* [Supplied records]:
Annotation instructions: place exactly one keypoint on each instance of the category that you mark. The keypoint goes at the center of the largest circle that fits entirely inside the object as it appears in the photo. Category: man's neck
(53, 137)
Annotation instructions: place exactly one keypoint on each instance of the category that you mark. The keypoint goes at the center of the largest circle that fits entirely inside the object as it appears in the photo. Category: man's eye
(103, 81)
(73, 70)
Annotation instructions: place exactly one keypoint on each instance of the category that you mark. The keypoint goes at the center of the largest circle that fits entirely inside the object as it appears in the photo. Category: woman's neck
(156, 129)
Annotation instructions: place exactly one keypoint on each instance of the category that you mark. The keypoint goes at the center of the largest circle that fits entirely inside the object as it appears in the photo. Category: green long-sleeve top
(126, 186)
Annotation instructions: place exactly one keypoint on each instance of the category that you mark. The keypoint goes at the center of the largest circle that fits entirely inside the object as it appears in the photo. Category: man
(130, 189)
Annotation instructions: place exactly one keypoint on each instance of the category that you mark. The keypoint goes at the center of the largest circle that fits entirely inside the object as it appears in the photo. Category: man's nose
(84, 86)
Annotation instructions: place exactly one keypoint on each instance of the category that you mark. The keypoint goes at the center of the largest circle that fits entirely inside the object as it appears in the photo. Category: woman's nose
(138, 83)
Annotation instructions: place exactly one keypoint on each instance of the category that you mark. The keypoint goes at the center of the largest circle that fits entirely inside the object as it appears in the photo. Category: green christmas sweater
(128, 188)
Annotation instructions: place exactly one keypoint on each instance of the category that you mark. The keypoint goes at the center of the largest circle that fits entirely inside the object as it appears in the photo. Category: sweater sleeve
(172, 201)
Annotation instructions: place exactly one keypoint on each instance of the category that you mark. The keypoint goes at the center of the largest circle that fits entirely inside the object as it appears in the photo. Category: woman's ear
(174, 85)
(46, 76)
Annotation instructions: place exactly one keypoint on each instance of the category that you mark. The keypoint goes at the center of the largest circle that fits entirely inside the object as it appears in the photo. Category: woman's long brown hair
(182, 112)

* [Work required]:
Nothing should be returned except the lines from the one holding "green christmas sweater" through the final line of the listing, exactly as they appear.

* [Solution below]:
Annotation instructions: place exactly one keypoint on each instance of the category that you mark. The keypoint goes at the center of the largest circle that fits entirely inside the object as it appears in the photo. Category: green christmas sweater
(128, 188)
Annotation instructions: place exactly one keypoint on each instance of the category that you mark. The keypoint goes at the center of the largest circle that fits entirely inside the object as it appears in the photo. Category: sweater sleeve
(172, 201)
Annotation instructions: place exactly one keypoint on each instance of the category that you mark. The keypoint goes at the center of the largest circle that fits entirely inside the object as it appears in the photo. Category: woman's ear
(174, 85)
(46, 76)
Annotation instructions: place exactly one keypoint on each instance of the category that you mark. The keypoint goes at the center of the largest circle that fits entirely inside the object as it appears in the photo. Category: woman's long brown hair
(182, 112)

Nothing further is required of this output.